YOUR TASK:
For the data below, please report each line where the word "like" is found.

GIVEN RECORDS:
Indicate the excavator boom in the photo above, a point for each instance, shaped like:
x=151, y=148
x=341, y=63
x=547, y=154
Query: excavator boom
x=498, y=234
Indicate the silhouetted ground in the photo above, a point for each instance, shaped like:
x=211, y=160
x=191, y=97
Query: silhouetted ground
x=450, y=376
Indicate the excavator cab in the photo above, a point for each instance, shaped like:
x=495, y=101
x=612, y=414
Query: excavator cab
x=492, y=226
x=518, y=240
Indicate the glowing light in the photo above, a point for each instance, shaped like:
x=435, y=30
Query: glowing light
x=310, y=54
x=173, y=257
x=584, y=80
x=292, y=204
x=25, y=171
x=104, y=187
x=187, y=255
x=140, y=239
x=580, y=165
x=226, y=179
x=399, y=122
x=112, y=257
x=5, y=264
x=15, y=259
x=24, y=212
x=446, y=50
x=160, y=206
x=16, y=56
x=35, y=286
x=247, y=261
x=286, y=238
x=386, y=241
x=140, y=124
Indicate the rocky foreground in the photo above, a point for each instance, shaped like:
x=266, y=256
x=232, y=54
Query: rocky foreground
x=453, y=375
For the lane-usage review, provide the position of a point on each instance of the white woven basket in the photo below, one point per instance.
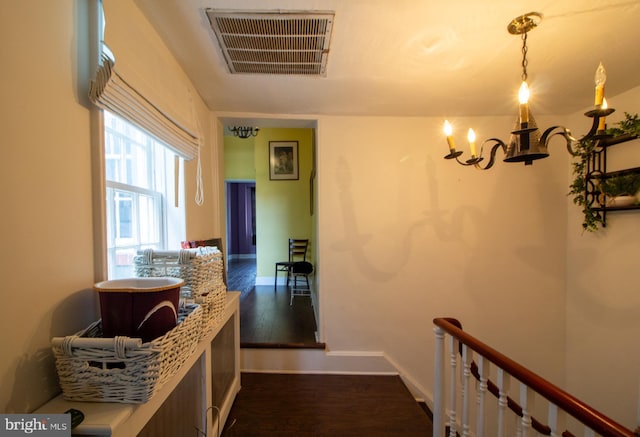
(123, 369)
(202, 271)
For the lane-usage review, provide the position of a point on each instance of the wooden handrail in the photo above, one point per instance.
(590, 417)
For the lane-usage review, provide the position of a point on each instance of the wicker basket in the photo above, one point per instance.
(202, 271)
(123, 369)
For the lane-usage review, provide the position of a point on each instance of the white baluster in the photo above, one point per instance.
(553, 419)
(438, 389)
(483, 371)
(466, 389)
(526, 402)
(453, 362)
(503, 382)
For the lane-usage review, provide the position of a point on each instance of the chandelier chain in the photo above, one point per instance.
(525, 62)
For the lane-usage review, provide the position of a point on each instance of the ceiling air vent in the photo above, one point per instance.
(289, 43)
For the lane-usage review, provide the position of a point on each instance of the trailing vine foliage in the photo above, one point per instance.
(583, 150)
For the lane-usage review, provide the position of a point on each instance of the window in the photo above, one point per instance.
(141, 206)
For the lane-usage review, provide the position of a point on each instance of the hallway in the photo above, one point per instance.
(267, 319)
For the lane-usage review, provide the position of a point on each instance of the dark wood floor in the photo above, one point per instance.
(325, 405)
(266, 317)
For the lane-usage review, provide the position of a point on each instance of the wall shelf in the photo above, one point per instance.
(597, 171)
(210, 377)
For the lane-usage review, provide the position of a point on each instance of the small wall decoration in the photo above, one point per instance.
(283, 160)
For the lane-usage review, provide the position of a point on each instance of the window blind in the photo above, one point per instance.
(109, 90)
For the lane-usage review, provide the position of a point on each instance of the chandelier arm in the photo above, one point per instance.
(492, 156)
(468, 162)
(565, 133)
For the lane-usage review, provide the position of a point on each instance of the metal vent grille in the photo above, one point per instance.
(273, 43)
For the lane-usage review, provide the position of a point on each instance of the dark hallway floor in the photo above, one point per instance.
(266, 317)
(325, 405)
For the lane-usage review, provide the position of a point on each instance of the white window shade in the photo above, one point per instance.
(111, 91)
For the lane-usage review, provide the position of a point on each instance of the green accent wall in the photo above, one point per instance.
(239, 158)
(282, 206)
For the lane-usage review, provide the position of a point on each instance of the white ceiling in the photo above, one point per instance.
(419, 57)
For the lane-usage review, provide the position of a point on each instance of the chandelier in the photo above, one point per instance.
(525, 143)
(244, 131)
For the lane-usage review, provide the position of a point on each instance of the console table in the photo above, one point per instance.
(196, 401)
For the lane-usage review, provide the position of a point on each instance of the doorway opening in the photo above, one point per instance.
(261, 215)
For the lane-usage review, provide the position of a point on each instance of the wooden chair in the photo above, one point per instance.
(297, 253)
(300, 269)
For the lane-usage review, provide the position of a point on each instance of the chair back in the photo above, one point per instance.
(298, 249)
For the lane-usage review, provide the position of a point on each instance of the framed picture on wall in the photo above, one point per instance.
(283, 160)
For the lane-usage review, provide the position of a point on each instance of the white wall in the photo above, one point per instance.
(45, 177)
(406, 236)
(603, 296)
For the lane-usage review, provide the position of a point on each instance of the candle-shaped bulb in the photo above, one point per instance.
(601, 122)
(523, 98)
(448, 131)
(600, 80)
(471, 136)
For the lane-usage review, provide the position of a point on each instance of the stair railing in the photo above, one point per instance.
(513, 417)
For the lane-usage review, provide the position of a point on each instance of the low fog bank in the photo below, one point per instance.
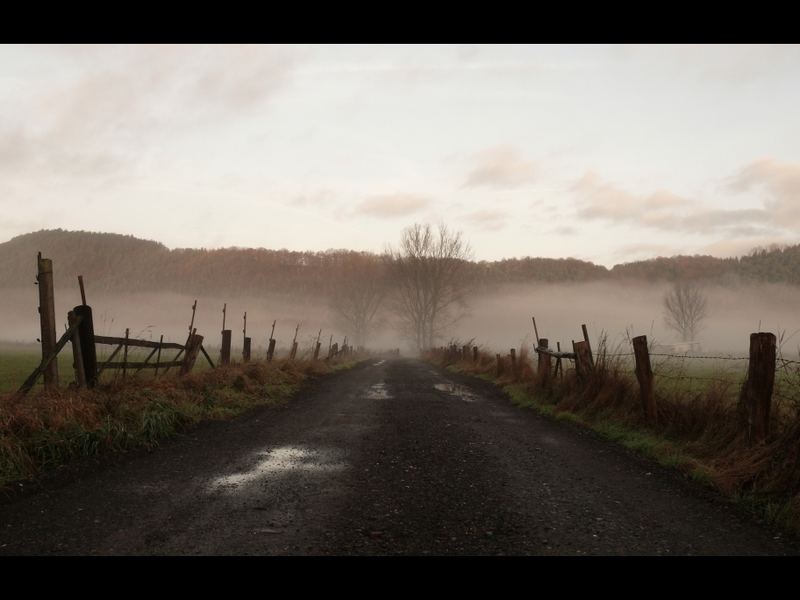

TASK RESULT:
Indicate the excavator boom in the photo above, a point for each instance, shaped like:
Indicate the silhouetted ground in the photo above, a point for each instance, shaped like:
Indicate the excavator cab in the photo above, a point for each instance, shaped like:
Indicate the glowing light in the photo above, a point for each instance, shaped like:
Indicate the rocky foreground in the photo above, a point for each instance, shaped like:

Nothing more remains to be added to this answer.